**Task to complete:**
In full and without deviation, write out the entries that follow.

Location identification items:
-.-.-
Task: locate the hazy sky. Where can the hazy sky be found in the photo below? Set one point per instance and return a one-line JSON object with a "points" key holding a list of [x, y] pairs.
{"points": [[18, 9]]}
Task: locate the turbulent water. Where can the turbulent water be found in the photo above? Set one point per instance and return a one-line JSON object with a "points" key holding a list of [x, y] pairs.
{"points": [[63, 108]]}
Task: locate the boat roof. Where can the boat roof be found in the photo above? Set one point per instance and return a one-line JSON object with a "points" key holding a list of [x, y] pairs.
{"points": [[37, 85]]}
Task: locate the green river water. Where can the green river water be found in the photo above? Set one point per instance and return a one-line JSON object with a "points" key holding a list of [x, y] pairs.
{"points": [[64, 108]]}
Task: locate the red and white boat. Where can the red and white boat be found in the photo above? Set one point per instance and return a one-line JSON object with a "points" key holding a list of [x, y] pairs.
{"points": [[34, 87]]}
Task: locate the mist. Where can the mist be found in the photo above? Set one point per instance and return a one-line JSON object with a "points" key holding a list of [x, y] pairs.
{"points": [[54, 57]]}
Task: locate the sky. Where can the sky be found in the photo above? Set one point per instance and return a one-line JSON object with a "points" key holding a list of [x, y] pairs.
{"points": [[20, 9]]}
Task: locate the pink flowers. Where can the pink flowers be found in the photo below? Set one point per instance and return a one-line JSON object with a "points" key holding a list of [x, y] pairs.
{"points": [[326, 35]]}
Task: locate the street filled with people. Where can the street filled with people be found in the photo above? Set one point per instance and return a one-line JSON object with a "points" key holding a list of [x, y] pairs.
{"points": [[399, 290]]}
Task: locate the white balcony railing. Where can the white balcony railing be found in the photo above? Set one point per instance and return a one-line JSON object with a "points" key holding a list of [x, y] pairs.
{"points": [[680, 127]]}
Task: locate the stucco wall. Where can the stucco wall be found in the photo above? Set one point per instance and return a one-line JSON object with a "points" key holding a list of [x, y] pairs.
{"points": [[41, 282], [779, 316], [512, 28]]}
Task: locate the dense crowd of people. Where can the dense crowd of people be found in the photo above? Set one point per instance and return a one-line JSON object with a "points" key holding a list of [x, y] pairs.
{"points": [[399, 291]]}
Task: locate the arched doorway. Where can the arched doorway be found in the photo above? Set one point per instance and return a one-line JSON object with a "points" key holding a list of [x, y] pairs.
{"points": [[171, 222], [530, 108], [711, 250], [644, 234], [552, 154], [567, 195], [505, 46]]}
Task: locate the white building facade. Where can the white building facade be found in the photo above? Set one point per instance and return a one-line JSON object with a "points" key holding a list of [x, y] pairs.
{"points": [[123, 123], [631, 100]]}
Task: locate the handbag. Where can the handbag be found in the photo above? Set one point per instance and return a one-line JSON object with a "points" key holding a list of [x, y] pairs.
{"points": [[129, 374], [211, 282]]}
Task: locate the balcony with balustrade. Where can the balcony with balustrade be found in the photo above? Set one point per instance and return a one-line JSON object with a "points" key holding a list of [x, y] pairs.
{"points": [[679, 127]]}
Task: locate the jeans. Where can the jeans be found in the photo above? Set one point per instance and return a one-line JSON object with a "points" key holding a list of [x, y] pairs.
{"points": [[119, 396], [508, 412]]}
-.-.-
**Solved exercise:**
Task: locate the hazy sky. Where can the hazy sky be found in the photo below? Set one point per instance and return a one-line JSON object with a "points" key holding a list of [x, y] pairs.
{"points": [[18, 9]]}
Task: locate the turbulent water. Where can the turbulent water be found in the photo above? Set one point per instance and return a one-line JSON object with a "points" key holding a list of [x, y] pairs.
{"points": [[63, 108]]}
Task: locate the boat roof. Where can the boat roof be found in the photo above? Set one point per instance and return a one-line JSON object with a "points" key holding a list of [x, y] pairs.
{"points": [[37, 85]]}
Task: locate the green river water. Where can the green river water be found in the photo above? Set one point per instance and return a one-line JSON object with a "points" key holding a list of [x, y] pairs.
{"points": [[64, 108]]}
Task: locate the red and white boat. Where can the red and white boat be found in the photo above? Set one point per instance and return a one-line JSON object with a "points" key holding a list of [x, y] pairs.
{"points": [[34, 87]]}
Task: locate the mist. Where can the mist be found in the photo above? Set one point per instance and return a one-line JSON object with a "points" key holding a list of [x, y] pairs.
{"points": [[54, 57]]}
Task: locate the sky. Where can the sky be found in the photo above? Set one point per instance and return a one-line JSON object with a "points" key holding a list of [x, y] pairs.
{"points": [[20, 9]]}
Task: locate the pink flowers. Where can the pink flowers be found in the photo below? Set one point per instance and return a one-line JSON object with a "points" key holding a list of [x, y] pairs.
{"points": [[326, 35]]}
Task: locate the street filled with people. Where can the street filled with people be found in the photo above? Set one point per instance and return a one-line JSON object with a "points" key holding a list of [x, y] pairs.
{"points": [[399, 290]]}
Task: locate the white balcony railing. Where can the white balcony railing be found in the photo above? Set one point per instance and return a one-line JSON object with a "points" key holding a list of [x, y] pairs.
{"points": [[680, 127]]}
Task: locate the stucco wall. Where can the stucco wall be found in the photo above? Set one point per instance and return a one-line JSON object with a "points" key holding a list of [x, y] pairs.
{"points": [[41, 282], [779, 316], [512, 28]]}
Task: locate the dense crowd of people. Where can the dense crowd of people be found in the photo above? Set one point per instance and return a one-line JSON object with a "points" key holding a list of [x, y] pairs.
{"points": [[399, 291]]}
Task: locate the arched doorway. Where can the arched doorway be found in the photo above? Set one point per instance and return a one-line JSON object with a "points" key holding a list of [x, y] pairs.
{"points": [[171, 222], [530, 108], [711, 250], [644, 234], [552, 154], [567, 195], [505, 46]]}
Task: locate the white building facade. Where can the white building facade be found in the photo above? Set one point per instance and return a one-line JSON object with a "points" key holding a list of [x, y] pairs.
{"points": [[123, 123], [631, 100]]}
Task: locate the handbag. Where can the handbag be found in the photo above? Set one point per instance and return a one-line JSON object with a "points" key holding a list of [x, y] pairs.
{"points": [[129, 374], [211, 282]]}
Task: locate the balcony with balustrade. Where can the balcony with balustrade be found in the photo above? Set one point per instance and return a one-line JSON object with a "points" key holding a list of [x, y] pairs.
{"points": [[679, 127]]}
Task: locate the jeans. Where can the jeans be found in the photo above? Set one point per instance and return a one-line JSON object with a "points" key holding a list of [x, y] pairs.
{"points": [[119, 396], [508, 412]]}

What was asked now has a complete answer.